- Problem statement:
In the text on bushfire seasons below, recast the paragraph beginning "Climate Councillor and internationally recognised" as a short bulleted list that keeps its main facts.

- Selected passage:
WORSENING CLIMATE CHANGE is driving earlier and more dangerous bushfire seasons, with the Rural Fire Service declaring the earliest fire danger period on record across a series of local government areas in New South Wales.
Climate Councillor and ecologist Professor Lesley Hughes said the legislated Bushfire Danger Period traditionally commenced from October 1 in New South Wales, but 14 council areas had already declared the season underway due to conditions.
“Climate change is driving Australia’s escalating bushfire threat, creating longer and more dangerous bushfire seasons,” she said.
“Intensifying climate change, caused by rising greenhouse gas pollution levels, is exacerbating extreme weather events across Australia, leading to increasingly hot and dry conditions.
“Dozens of blazes burned across Queensland over the weekend, along with fires placing homes under threat across parts of regional New South Wales.”
Professor Hughes said that Australia needs to take significant action to slash its rising greenhouse gas pollution levels to contribute our share of the global effort to stabilise the climate.
“If greenhouse gas pollution from fossil fuels continues to rise, we will experience an increasing number of dangerous fire weather days, placing fire services and medical professionals under pressure, and communities at risk,” she said.
Climate Councillor and internationally recognised bushfire and natural disaster expert Greg Mullins said that August 15 had seen the earliest declaration of a Total Fire Ban in New South Wales’ history, with homes lost in two of the dozens of fires burning across the state. Conditions have also been bad for Queensland and Northern Territory firefighters.
“New South Wales has had very little respite after a huge fire threatened homes in Sydney just last April,” he said.
“Over almost 50 years as a fire officer, I’ve seen firsthand how the changing climate is driving more intense and severe fire seasons, storms and floods. As we’ve seen last week, fire seasons are commencing earlier than ever before and lasting far longer.”
Mullins said periods of Severe, Extreme and even Catastrophic bushfire weather have been increasing in Southeast Australia over the past 40 years due to worsening climate change, which unfortunately has increased the odds of dangerous fires, including the events we have seen across regional New South Wales.
“This is a recognised phenomena around the world with sharing of critical assets like large water bombing aircraft restricted as the northern hemisphere tries to deal with unprecedented fire conditions in places like Greece, Sweden and California, he said.”
Mullins, a former New South Wales Fire and Rescue Commissioner and head of the peak body for Australian fire and emergency services said very high fire danger warnings had been declared for a number of local government areas across New South Wales last week, along with parts of Queensland. Fire danger reached Severe on 15 August in Sydney and the Illawarra.

- Data provided:

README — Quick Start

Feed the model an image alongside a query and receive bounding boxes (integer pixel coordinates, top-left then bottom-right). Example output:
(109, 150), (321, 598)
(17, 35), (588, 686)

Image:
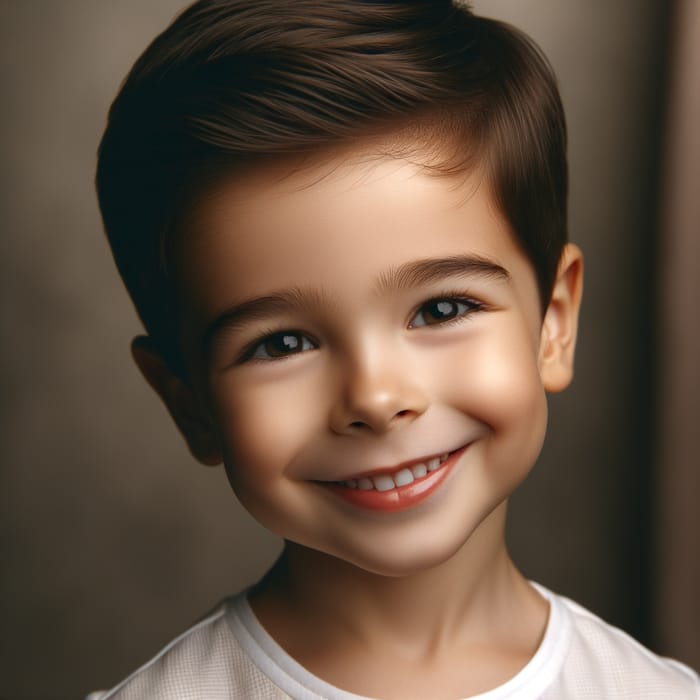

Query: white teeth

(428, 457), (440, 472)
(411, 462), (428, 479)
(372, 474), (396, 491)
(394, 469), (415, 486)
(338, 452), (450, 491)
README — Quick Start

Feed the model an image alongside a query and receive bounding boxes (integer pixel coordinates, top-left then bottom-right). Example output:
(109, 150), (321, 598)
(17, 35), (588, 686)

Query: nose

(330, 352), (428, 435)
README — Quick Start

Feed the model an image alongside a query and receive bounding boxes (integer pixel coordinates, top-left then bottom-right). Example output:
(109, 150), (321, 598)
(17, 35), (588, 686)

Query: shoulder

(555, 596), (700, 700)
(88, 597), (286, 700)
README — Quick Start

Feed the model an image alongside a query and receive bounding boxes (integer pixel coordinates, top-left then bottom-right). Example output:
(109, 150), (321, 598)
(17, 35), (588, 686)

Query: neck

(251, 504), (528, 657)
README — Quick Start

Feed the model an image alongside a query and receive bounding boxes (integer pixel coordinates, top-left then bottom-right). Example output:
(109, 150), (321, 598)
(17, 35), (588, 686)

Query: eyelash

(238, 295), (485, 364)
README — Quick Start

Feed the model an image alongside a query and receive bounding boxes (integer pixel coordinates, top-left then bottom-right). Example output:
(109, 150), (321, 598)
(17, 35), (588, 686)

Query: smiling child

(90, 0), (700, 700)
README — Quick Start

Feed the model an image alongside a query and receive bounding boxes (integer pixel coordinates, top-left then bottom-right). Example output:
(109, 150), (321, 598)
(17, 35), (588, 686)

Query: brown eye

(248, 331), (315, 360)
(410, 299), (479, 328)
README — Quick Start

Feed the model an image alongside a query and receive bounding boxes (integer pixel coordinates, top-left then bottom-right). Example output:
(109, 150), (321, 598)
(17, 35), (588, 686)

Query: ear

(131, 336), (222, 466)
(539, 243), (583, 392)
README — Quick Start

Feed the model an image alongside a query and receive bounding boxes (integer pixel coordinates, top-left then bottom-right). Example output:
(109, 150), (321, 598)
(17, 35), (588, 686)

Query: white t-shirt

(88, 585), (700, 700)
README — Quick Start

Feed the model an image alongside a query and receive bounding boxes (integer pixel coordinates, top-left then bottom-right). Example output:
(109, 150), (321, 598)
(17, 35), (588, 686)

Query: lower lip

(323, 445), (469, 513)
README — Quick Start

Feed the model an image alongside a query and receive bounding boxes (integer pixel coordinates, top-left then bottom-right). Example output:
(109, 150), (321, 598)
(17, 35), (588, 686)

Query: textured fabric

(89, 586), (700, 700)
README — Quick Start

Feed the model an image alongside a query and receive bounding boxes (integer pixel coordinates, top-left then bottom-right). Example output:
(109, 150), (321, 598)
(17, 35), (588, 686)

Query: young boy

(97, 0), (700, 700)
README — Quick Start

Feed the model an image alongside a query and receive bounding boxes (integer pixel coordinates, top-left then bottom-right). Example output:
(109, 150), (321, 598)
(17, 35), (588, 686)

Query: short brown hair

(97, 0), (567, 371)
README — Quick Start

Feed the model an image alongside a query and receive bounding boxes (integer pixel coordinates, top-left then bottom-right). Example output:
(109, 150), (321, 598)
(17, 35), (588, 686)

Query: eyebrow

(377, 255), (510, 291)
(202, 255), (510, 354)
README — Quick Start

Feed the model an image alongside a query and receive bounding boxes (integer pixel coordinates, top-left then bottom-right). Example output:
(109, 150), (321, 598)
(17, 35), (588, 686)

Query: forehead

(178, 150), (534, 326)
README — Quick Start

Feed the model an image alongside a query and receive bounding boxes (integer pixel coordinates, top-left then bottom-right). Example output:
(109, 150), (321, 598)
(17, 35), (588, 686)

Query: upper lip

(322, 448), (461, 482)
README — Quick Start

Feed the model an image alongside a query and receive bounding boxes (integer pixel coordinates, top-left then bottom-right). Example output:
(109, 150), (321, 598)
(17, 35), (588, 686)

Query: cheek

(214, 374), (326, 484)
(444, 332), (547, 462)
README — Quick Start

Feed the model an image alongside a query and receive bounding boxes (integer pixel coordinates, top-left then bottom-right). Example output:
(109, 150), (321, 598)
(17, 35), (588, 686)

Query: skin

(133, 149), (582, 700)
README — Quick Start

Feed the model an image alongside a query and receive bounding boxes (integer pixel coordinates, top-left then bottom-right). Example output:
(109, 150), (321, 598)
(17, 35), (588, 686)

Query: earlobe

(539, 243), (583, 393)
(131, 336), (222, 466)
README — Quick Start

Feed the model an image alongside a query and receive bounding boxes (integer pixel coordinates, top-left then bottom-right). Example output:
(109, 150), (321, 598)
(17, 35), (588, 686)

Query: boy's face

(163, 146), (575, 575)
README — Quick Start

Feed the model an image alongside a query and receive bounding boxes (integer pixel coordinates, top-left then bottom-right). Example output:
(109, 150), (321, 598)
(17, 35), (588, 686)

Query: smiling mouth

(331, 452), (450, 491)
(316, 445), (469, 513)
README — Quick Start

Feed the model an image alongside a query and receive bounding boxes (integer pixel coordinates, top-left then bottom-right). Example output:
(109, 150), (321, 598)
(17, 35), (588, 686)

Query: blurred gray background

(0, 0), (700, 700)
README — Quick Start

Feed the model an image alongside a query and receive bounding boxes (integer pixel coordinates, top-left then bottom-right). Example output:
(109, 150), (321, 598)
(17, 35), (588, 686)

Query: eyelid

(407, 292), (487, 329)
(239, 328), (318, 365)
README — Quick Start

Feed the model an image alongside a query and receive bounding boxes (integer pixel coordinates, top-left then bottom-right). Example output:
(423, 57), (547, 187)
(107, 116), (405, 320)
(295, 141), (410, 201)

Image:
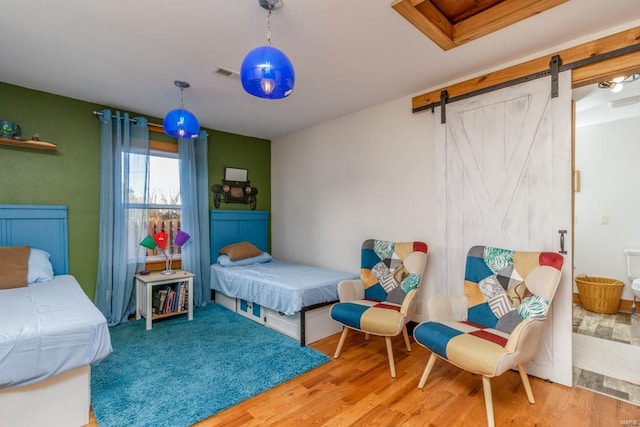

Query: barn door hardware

- Expected answer:
- Speaker: Greg Mullins, Climate Councillor and internationally recognized bushfire and natural disaster expert
- August 15 saw the earliest Total Fire Ban declaration in New South Wales' history.
- Dozens of fires were burning across the state, and homes were lost in two of them.
- Conditions have also been bad for firefighters in Queensland and the Northern Territory.